SET PROBLEM 1:
From the court opinion below, copy the passage from "975 F2d 1554" up to and including "Oct. 5, 1992." word for word.
SET PROBLEM 2:
Do these statements agree with the court opinion below? Answer yes or no for each, and quote the deciding words of the opinion. (a) Dillard pleaded guilty to a violent crime. (b) The district court found that Dillard did not suffer from diminished mental capacity. (c) The appeals court reversed the district court's decision.
SET PROBLEM 3:
On what date was the case in the court opinion below decided?

975 F2d 1554 United States v. Dillard
975 F.2d 1554
UNITED STATES of America, Appellee,
Major Samson DILLARD, Appellant.
United States Court of Appeals,
Submitted Sept. 14, 1992.
Decided Oct. 5, 1992.
Andrea K. George, Minneapolis, Minn., for appellant.
Jeffrey S. Paulsen, Minneapolis, Minn., for appellee.
Before RICHARD S. ARNOLD, Chief Judge, HENLEY, Senior Circuit Judge, and FAGG, Circuit Judge.
FAGG, Circuit Judge.
Major Samson Dillard appeals the district court's denial of his motion for a downward departure from the applicable sentencing guidelines range based on his mental condition. We affirm.
Dillard pleaded guilty to a violent crime. At sentencing, Dillard requested a downward departure because his paranoid schizophrenia was a "mitigating circumstance ... not adequately taken into consideration by the Sentencing Commission in formulating the guidelines." 18 U.S.C. § 3553(b) (1988); U.S.S.G. § 5K2.0 (Nov. 1991). The district court found Dillard suffered from diminished mental capacity, but concluded it lacked authority to depart downward under section 5K2.0 because the Sentencing Commission took diminished mental capacity into consideration in formulating U.S.S.G. § 5K2.13 (Nov.1991). We have jurisdiction to review Dillard's claim that the district court believed it lacked authority to depart downward from the guidelines range. United States v. Garlich, 951 F.2d 161, 163 (8th Cir.1991).

DATA ENTRIES:
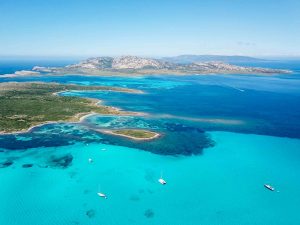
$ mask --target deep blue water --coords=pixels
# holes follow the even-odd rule
[[[27,69],[16,65],[5,64],[2,71]],[[1,135],[0,224],[300,224],[300,66],[268,65],[295,73],[0,76],[0,82],[137,88],[145,94],[62,95],[148,113],[95,115],[79,124]],[[162,136],[139,142],[97,131],[114,128],[149,129]],[[161,174],[166,186],[157,182]],[[265,189],[265,183],[277,192]],[[108,199],[99,198],[98,191]]]

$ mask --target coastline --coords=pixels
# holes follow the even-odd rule
[[[100,133],[109,134],[109,135],[115,135],[115,136],[121,136],[121,137],[129,138],[129,139],[133,139],[133,140],[136,140],[136,141],[150,141],[150,140],[156,139],[156,138],[158,138],[158,137],[161,136],[161,134],[153,132],[153,131],[147,131],[148,133],[152,133],[153,134],[152,137],[149,137],[149,138],[138,138],[138,137],[133,137],[133,136],[126,135],[126,134],[114,133],[114,130],[102,130],[102,129],[94,129],[94,130],[98,131]],[[146,131],[146,130],[144,130],[144,131]]]
[[[59,93],[63,93],[65,91],[72,91],[72,90],[64,90],[64,91],[58,91],[58,92],[53,92],[52,95],[55,96],[59,96]],[[117,90],[111,90],[111,91],[117,91]],[[144,92],[142,91],[136,91],[136,92],[129,92],[128,93],[138,93],[138,94],[142,94]],[[32,126],[30,126],[29,128],[26,129],[21,129],[21,130],[16,130],[16,131],[1,131],[0,130],[0,135],[9,135],[9,134],[21,134],[21,133],[27,133],[30,132],[32,129],[36,128],[36,127],[41,127],[44,125],[48,125],[48,124],[56,124],[56,123],[81,123],[83,122],[86,118],[88,118],[89,116],[93,116],[93,115],[121,115],[121,116],[146,116],[146,113],[141,113],[141,112],[127,112],[127,111],[122,111],[121,108],[118,107],[113,107],[113,106],[105,106],[102,104],[102,100],[99,99],[95,99],[95,98],[84,98],[84,99],[88,99],[91,101],[91,104],[93,106],[102,106],[102,107],[106,107],[109,110],[111,110],[111,113],[108,114],[101,114],[101,113],[96,113],[94,111],[91,112],[80,112],[77,113],[73,116],[71,116],[70,118],[66,119],[66,120],[58,120],[58,121],[44,121],[41,123],[37,123],[37,124],[33,124]]]

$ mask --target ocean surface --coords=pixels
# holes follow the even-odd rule
[[[35,64],[0,62],[0,74]],[[300,62],[255,66],[294,73],[0,75],[0,82],[140,89],[145,94],[62,95],[98,98],[106,105],[147,113],[93,115],[82,123],[49,124],[0,136],[0,224],[300,224]],[[149,129],[162,137],[131,141],[101,134],[99,128]],[[161,176],[167,185],[158,182]],[[99,191],[107,199],[97,196]]]

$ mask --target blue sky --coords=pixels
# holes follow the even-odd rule
[[[0,0],[2,56],[300,56],[300,0]]]

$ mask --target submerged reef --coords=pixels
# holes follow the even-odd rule
[[[73,156],[71,154],[63,156],[52,155],[47,163],[48,167],[66,169],[72,165]]]
[[[9,167],[13,164],[14,162],[11,161],[11,160],[6,160],[4,162],[0,162],[0,168],[6,168],[6,167]]]

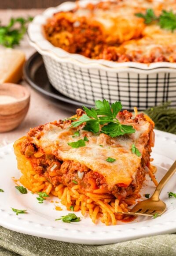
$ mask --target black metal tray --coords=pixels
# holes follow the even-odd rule
[[[50,98],[58,107],[71,112],[83,105],[88,108],[93,106],[86,103],[74,101],[56,90],[50,83],[43,59],[38,53],[32,55],[26,62],[24,68],[24,75],[28,83],[44,96]]]

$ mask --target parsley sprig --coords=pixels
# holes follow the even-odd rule
[[[49,197],[49,196],[47,195],[46,192],[37,192],[39,196],[39,197],[37,197],[37,199],[39,203],[43,203],[44,200],[46,200],[44,197]]]
[[[56,218],[55,220],[62,219],[63,222],[70,223],[70,222],[78,222],[80,221],[80,217],[77,217],[74,213],[69,213],[68,215],[62,216],[59,218]]]
[[[95,101],[95,108],[91,109],[83,106],[86,114],[84,114],[78,121],[73,122],[71,127],[77,127],[86,123],[83,130],[97,133],[100,131],[101,125],[103,126],[101,132],[112,137],[135,132],[132,126],[121,124],[117,119],[117,115],[122,108],[120,102],[116,102],[111,105],[105,99],[103,102]]]
[[[0,44],[9,48],[19,45],[26,31],[27,24],[33,19],[31,17],[11,18],[7,26],[0,26]]]
[[[155,22],[161,28],[171,30],[172,31],[176,29],[176,15],[172,10],[168,11],[163,10],[161,14],[157,17],[152,9],[147,9],[145,14],[136,13],[135,15],[143,19],[144,23],[148,25]]]
[[[158,217],[161,217],[161,215],[159,215],[159,214],[158,213],[155,213],[154,215],[153,215],[153,218],[158,218]]]

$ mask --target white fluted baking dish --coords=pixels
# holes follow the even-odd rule
[[[80,4],[90,2],[82,0]],[[45,38],[42,29],[47,19],[58,11],[73,9],[75,4],[66,2],[49,8],[29,26],[29,43],[42,56],[53,86],[83,103],[94,105],[95,100],[106,98],[110,102],[121,101],[124,108],[130,110],[134,106],[143,110],[168,101],[176,106],[176,63],[92,60],[70,53]]]

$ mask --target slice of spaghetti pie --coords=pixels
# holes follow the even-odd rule
[[[15,143],[22,184],[58,196],[68,210],[100,217],[106,225],[127,218],[140,197],[154,146],[154,124],[143,113],[120,112],[104,100],[71,118],[31,129]]]

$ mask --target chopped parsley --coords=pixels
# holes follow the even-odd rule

REPLY 1:
975 F2d 1554 United States v. Dillard
975 F.2d 1554
UNITED STATES of America, Appellee,
Major Samson DILLARD, Appellant.
United States Court of Appeals,
Submitted Sept. 14, 1992.
Decided Oct. 5, 1992.

REPLY 2:
(a) Yes: "Dillard pleaded guilty to a violent crime."
(b) No: "The district court found Dillard suffered from diminished mental capacity"
(c) No: "We affirm."

REPLY 3:
Oct. 5, 1992.